___ Article

Studio album by City and Colour
- Released: 4 October 2019
- Genre: Alternative rock, indie rock, folk rock
- Length: 52:17
- Label: Still Records
- Producer: Jacquire King

City and Colour chronology
| Guide Me Back Home (2018) | A Pill for Loneliness (2019) | The Love Still Held Me Near (2023) |

Singles from A Pill for Loneliness
- "Astronaut" Released: 3 June 2019; "Strangers" Released: 21 June 2019; "Living in Lightning" Released: 16 August 2019; "Difficult Love" Released: 2020;

= A Pill for Loneliness =

A Pill for Loneliness is the sixth studio album by City and Colour. It was released on 4 October 2019 through frontman Dallas Green's own record label, Still Records. The lead single, "Astronaut", was released on 3 June 2019, with the album being officially announced on 15 August 2019. The release was City and Colour's fourth consecutive studio album to reach No. 1 on the Canadian Albums Chart.

______

Work to do:
Write out the part of the article on A Pill for Loneliness from "A Pill for Loneliness is" to "Canadian Albums Chart.", word for word.

___ Source data

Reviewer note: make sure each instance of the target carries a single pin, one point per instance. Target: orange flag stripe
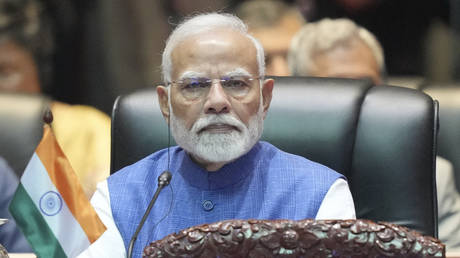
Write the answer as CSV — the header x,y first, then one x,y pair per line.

______

Answer to the exercise:
A Pill for Loneliness is the sixth studio album by City and Colour. It was released on 4 October 2019 through frontman Dallas Green's own record label, Still Records. The lead single, "Astronaut", was released on 3 June 2019, with the album being officially announced on 15 August 2019. The release was City and Colour's fourth consecutive studio album to reach No. 1 on the Canadian Albums Chart.